Please retype the records below exactly as they appear, but leave out the pictures.

Image point grounding data -
★ ★ ★ ★ ★
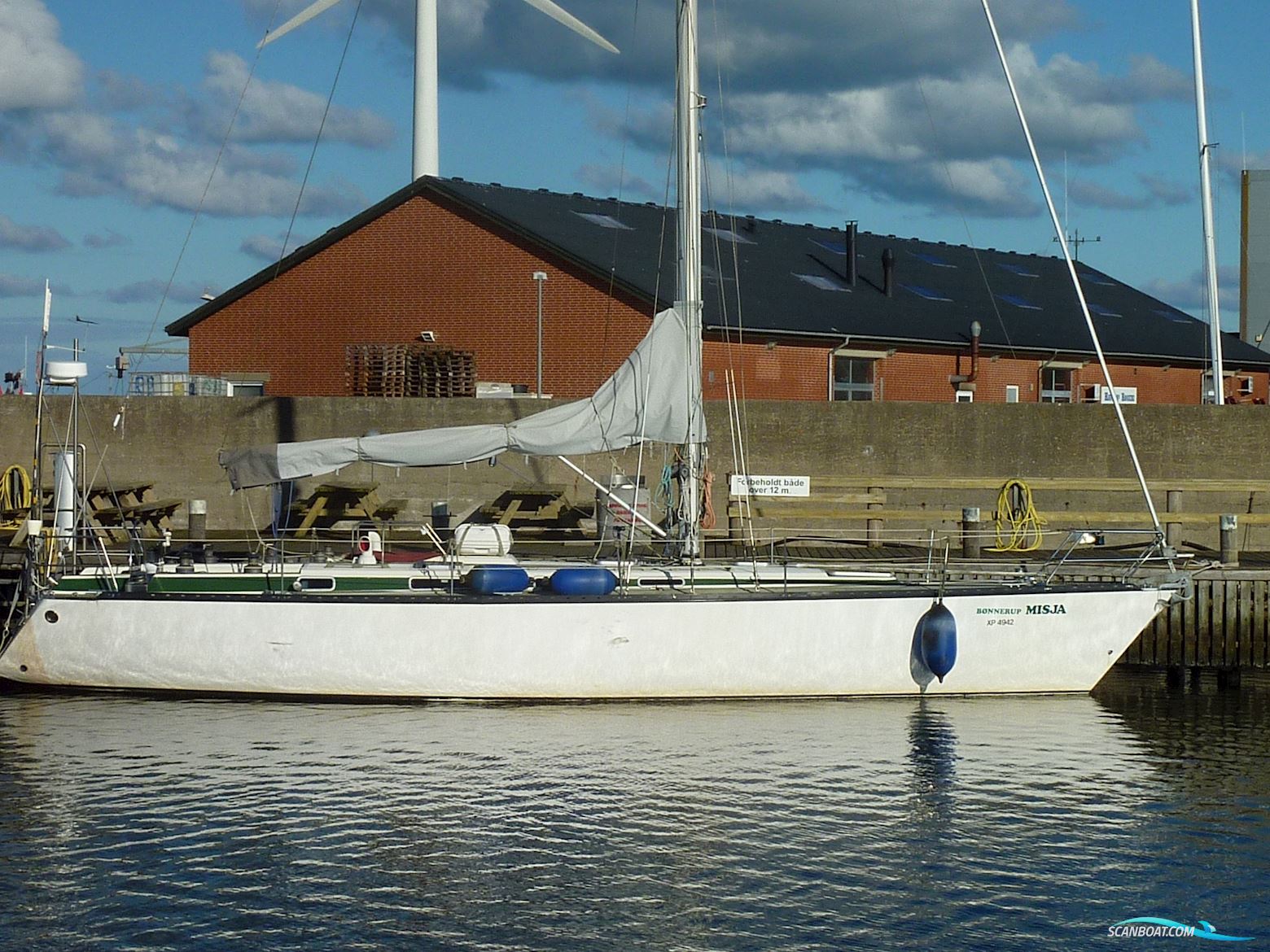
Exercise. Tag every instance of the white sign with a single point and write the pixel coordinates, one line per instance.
(1128, 395)
(770, 485)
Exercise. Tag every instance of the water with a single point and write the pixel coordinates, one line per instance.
(1005, 823)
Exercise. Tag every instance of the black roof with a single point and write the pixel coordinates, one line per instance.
(793, 279)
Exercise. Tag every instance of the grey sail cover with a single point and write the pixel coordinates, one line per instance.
(649, 398)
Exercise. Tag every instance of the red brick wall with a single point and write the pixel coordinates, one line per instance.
(422, 267)
(427, 267)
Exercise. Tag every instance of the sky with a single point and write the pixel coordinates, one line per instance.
(150, 154)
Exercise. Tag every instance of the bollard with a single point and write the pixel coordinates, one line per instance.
(972, 545)
(197, 519)
(1172, 530)
(1229, 546)
(441, 516)
(873, 527)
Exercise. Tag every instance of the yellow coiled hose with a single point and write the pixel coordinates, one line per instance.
(14, 496)
(1018, 525)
★ ★ ★ ★ ★
WRITTEN ANSWER -
Exercise. Tag every instance of the white sign with a single point and write the pixel coordinates, one line per instance.
(1128, 395)
(770, 485)
Exercise. Tag every instance of the water with a single point and write the pixel coordinates, one line per instance.
(1005, 823)
Exercise. Tag every instance of the black roof with a single point and write the pixel coordinates, one line per instance.
(793, 279)
Exercise. Tag every instance of the grey sail cover with a single point and write the pixel coordinates, one line per instance.
(649, 398)
Exercise. Tag every instance of the red brick wall with a single point and write the pixel coordinates, one line per instance.
(422, 267)
(427, 267)
Exercise. Tag every instance of the sky with a single point and write the pixel coordinates, one line per instance.
(150, 154)
Exercise. Tag every instance of the bollard with a single point and write the pixel coordinates, one line per instance.
(972, 545)
(197, 519)
(1172, 530)
(1229, 546)
(441, 516)
(873, 527)
Exercise. Tag every instance of the yellow coiled hose with a single point and write the pixel coordinates, one line per instance.
(14, 496)
(1018, 525)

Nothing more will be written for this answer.